» **PROBLEM DESCRIPTION**: Your output should consist of every record, copied exactly.

[[ TASK MATERIAL open ]]

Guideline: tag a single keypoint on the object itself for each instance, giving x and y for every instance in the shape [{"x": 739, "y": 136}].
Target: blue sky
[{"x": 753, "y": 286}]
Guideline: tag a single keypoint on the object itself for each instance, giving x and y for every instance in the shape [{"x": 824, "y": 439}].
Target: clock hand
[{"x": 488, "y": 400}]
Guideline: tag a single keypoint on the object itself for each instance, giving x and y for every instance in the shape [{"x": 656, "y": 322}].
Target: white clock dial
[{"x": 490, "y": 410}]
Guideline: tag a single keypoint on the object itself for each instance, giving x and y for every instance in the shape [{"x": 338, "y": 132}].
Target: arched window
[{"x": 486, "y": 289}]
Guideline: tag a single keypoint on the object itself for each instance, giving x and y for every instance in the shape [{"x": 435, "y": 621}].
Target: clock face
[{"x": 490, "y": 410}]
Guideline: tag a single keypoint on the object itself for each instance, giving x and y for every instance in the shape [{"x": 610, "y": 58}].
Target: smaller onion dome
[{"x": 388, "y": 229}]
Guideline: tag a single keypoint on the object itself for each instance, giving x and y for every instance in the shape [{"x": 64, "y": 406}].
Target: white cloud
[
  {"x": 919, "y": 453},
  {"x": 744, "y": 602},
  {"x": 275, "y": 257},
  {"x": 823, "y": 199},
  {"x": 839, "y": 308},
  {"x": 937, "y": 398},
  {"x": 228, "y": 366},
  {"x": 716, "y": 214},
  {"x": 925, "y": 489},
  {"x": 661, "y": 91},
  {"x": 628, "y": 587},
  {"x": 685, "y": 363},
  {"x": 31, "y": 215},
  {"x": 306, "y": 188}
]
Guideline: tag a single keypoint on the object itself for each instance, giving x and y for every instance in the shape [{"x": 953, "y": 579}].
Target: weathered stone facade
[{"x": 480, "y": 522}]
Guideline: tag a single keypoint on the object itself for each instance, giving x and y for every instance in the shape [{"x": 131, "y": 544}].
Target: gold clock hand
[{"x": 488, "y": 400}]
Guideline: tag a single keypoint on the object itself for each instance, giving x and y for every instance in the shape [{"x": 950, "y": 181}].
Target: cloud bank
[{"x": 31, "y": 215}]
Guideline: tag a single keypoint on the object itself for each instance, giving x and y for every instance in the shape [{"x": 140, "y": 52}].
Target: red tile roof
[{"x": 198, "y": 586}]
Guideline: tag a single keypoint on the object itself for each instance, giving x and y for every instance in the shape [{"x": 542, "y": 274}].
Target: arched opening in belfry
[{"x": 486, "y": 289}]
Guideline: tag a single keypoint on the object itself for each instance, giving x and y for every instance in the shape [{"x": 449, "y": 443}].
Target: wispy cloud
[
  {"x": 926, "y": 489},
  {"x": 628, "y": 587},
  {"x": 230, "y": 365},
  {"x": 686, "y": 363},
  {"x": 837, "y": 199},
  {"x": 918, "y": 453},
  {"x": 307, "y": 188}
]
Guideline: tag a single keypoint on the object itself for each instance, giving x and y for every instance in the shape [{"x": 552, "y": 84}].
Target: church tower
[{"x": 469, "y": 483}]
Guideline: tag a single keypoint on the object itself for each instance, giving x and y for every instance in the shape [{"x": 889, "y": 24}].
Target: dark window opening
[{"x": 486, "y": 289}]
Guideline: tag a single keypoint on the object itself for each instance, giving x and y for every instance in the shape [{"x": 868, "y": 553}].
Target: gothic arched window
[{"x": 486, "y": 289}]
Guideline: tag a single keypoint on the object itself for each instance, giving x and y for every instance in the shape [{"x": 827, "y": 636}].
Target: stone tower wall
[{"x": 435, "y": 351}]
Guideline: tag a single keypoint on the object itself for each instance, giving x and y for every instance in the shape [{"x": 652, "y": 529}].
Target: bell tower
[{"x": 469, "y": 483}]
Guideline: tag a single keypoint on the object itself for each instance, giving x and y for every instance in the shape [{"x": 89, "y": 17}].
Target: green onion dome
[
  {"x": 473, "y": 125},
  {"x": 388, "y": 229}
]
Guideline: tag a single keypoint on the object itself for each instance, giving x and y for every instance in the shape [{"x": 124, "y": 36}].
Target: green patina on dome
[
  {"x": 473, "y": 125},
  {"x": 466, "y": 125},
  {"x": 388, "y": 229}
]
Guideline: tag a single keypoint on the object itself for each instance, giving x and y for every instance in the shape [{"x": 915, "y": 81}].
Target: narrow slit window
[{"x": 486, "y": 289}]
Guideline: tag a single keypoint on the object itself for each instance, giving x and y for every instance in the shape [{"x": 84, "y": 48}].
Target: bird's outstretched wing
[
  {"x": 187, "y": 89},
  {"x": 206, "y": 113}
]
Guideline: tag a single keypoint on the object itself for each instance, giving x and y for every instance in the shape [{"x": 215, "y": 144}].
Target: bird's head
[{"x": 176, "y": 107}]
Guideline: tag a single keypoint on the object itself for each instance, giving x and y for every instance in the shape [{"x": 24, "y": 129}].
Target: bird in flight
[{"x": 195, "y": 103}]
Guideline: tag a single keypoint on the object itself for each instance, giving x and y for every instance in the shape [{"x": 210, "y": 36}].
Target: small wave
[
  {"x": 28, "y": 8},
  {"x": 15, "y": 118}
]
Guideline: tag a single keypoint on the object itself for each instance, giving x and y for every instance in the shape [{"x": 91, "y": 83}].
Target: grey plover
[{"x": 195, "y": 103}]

[[ TASK MATERIAL closed ]]

» **RESPONSE BOX**:
Guideline: tag a single keypoint on the object itself for each instance, giving x and y for every instance in the shape [{"x": 739, "y": 136}].
Target: blue sky
[{"x": 753, "y": 286}]
Guideline: tag a single keypoint on the object itself for each instance, giving x and y for every instance in the shape [{"x": 824, "y": 439}].
Target: clock hand
[{"x": 488, "y": 400}]
Guideline: tag a single keypoint on the object itself for each instance, giving x and y for every instance in the shape [{"x": 656, "y": 322}].
Target: white clock dial
[{"x": 490, "y": 410}]
Guideline: tag a single keypoint on the object itself for each instance, giving x and y for every instance in the shape [{"x": 338, "y": 132}].
Target: arched window
[{"x": 486, "y": 289}]
Guideline: tag a single keypoint on the object itself for each instance, giving x and y for every instance in the shape [{"x": 435, "y": 621}].
Target: clock face
[{"x": 490, "y": 410}]
Guideline: tag a single keypoint on the object itself for each instance, giving x and y for every instance in the shape [{"x": 610, "y": 58}].
Target: smaller onion dome
[{"x": 388, "y": 229}]
Guideline: tag a single keypoint on the object itself for each instance, giving x and y for every instance in the shape [{"x": 64, "y": 406}].
Target: white cloud
[
  {"x": 919, "y": 453},
  {"x": 744, "y": 602},
  {"x": 275, "y": 257},
  {"x": 823, "y": 199},
  {"x": 839, "y": 308},
  {"x": 937, "y": 398},
  {"x": 228, "y": 366},
  {"x": 716, "y": 214},
  {"x": 925, "y": 489},
  {"x": 661, "y": 91},
  {"x": 628, "y": 587},
  {"x": 685, "y": 363},
  {"x": 31, "y": 215},
  {"x": 306, "y": 188}
]
Guideline: tag a single keypoint on the object itself for each instance, giving x and y for every instance in the shape [{"x": 953, "y": 579}].
Target: weathered stone facade
[{"x": 480, "y": 522}]
Guideline: tag a single keypoint on the object itself for each instance, giving x and y for every instance in the shape [{"x": 131, "y": 544}].
Target: gold clock hand
[{"x": 488, "y": 400}]
Guideline: tag a single keypoint on the object itself for each instance, giving x and y for every instance in the shape [{"x": 950, "y": 181}].
Target: cloud bank
[{"x": 31, "y": 215}]
Guideline: tag a single keypoint on the object itself for each instance, giving x and y for every instance in the shape [{"x": 140, "y": 52}].
Target: red tile roof
[{"x": 198, "y": 586}]
Guideline: tag a single keypoint on the object itself for each instance, giving x and y for every instance in the shape [{"x": 542, "y": 274}].
Target: arched opening in belfry
[{"x": 486, "y": 289}]
Guideline: tag a single keypoint on the object itself for each instance, giving x and y for every instance in the shape [{"x": 449, "y": 443}].
Target: wispy cloud
[
  {"x": 926, "y": 489},
  {"x": 628, "y": 587},
  {"x": 230, "y": 365},
  {"x": 686, "y": 363},
  {"x": 837, "y": 199},
  {"x": 918, "y": 453},
  {"x": 307, "y": 188}
]
Guideline: tag a single keypoint on the object itself for each instance, giving x and y for every instance in the shape [{"x": 552, "y": 84}].
Target: church tower
[{"x": 469, "y": 483}]
Guideline: tag a single keypoint on the object itself for each instance, giving x and y for every instance in the shape [{"x": 889, "y": 24}].
Target: dark window opening
[{"x": 486, "y": 289}]
Guideline: tag a single keypoint on the object itself for each instance, giving x and y for every instance in the shape [{"x": 868, "y": 553}].
Target: gothic arched window
[{"x": 486, "y": 289}]
Guideline: tag a single keypoint on the object itself for each instance, giving x and y for every instance in the shape [{"x": 827, "y": 636}].
Target: stone tower wall
[{"x": 435, "y": 351}]
Guideline: tag a single keypoint on the object itself for each instance, giving x and y for every instance in the shape [{"x": 652, "y": 529}].
Target: bell tower
[{"x": 469, "y": 483}]
Guideline: tag a single keypoint on the object itself for each instance, giving x and y for every instance in the shape [{"x": 89, "y": 17}].
Target: green onion dome
[
  {"x": 473, "y": 125},
  {"x": 388, "y": 229}
]
Guideline: tag a single keypoint on the object itself for each instance, giving x and y for every instance in the shape [{"x": 124, "y": 36}].
Target: green patina on dome
[
  {"x": 473, "y": 125},
  {"x": 466, "y": 125},
  {"x": 388, "y": 229}
]
Guideline: tag a single keypoint on the object itself for each instance, giving x and y for every instance in the shape [{"x": 915, "y": 81}].
Target: narrow slit window
[{"x": 486, "y": 289}]
Guideline: tag a single keypoint on the object itself for each instance, giving x and y for every instance in the shape [{"x": 84, "y": 48}].
Target: bird's outstretched wing
[
  {"x": 187, "y": 89},
  {"x": 206, "y": 113}
]
Guideline: tag a single keypoint on the object itself for each instance, giving x and y for every instance in the shape [{"x": 215, "y": 144}].
Target: bird's head
[{"x": 176, "y": 107}]
Guideline: tag a single keypoint on the object itself for each instance, giving x and y for every instance in the shape [{"x": 24, "y": 129}].
Target: bird in flight
[{"x": 195, "y": 103}]
Guideline: tag a single keypoint on the object itself for each instance, giving x and y for every instance in the shape [{"x": 210, "y": 36}].
Target: small wave
[
  {"x": 28, "y": 8},
  {"x": 15, "y": 118}
]
Guideline: tag a single keypoint on the object itself for each instance, giving x and y for every instance in the shape [{"x": 91, "y": 83}].
Target: grey plover
[{"x": 195, "y": 103}]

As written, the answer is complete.